Supplied passage:

====================

Friday, June 1, 2018

Flank Steak Bulgogi

I know,  I know.  Bulgogi is not supposed to be made with flank steak. It should be thin slices of ribeye.  Using flank steak in bulgogi is like the foodie thing to do ... take something traditional and try to do something different with it.  But, in my defense, my beautiful Angel bought me five pounds of flank steak and I had to do something with it.  Something different.  Something bulgogi.

I am not going to get into the history of bulgogi, because that is for another post (like one in which I actually use thin slices of ribeye).  What I will say is that I was looking to make a creative dish, because I intended to use some (and eventually used all) of the flank steak for a dinner for my parents.  I wanted a dish that they would remember.

But, I have to admit, it was not just about making a great meal for my parents.  I really wanted to try bulgogi.  I never have had it (and, despite my effort, I will say I still have never had it).  A nice bulgogi dinner at a Korean BBQ joint is definitely on my to-do list.  And it has been on that list for a very, very, very long time.

So, with five to six pounds of flank steak (which, if you didn't know, is about 1/3 of the flank steak from your average cow), I decided to do a hackneyed idiom and kill two birds with one stone: satisfy my desire to try bulgogi and make a memorable meal for my parents. I scoured the internet for a bulgogi recipe that utilizes flank steak and, surprise, there were a few.  I picked the one that I liked the most, which was from the blog or website of Korean Bapsang, "a Korean Mom's Home Cooking."   The interesting twist to this recipe is the use of pineapple juice.  That is an ingredient that I would not have expected with South Korean cuisine.  Pineapples, not sea pineapples (that is a completely different post for probably a different blog - cue, Andrew Zimmern).   But, I digress ...

The rationale behind using the pineapple juice is to tenderize the flank steak.  As it turns out, pineapple contains an enzyme bromelain, which is used to tenderize meat.  That enzyme is found in fresh pineapple, but not canned pineapple because the canning process damages and destroys the enzyme.  Don't bottle with powdered pineapple (does that actually exist?) or bottled pineapple juice. The recipe calls for a can of pineapple, which runs counter to what I just wrote.  But, if you can get an actual pineapple, and you can juice the hell out of it, use that juice to marinate the beef.

====================

Source data:
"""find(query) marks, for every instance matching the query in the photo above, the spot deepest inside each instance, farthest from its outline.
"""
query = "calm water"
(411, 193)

====================

Task objective: Could you repeat the stretch of the flank steak bulgogi post from "I am not going" through "they would remember.", replacing "dinner" with "lunch"?

Your solution:
I am not going to get into the history of bulgogi, because that is for another post (like one in which I actually use thin slices of ribeye).  What I will say is that I was looking to make a creative dish, because I intended to use some (and eventually used all) of the flank steak for a lunch for my parents.  I wanted a dish that they would remember.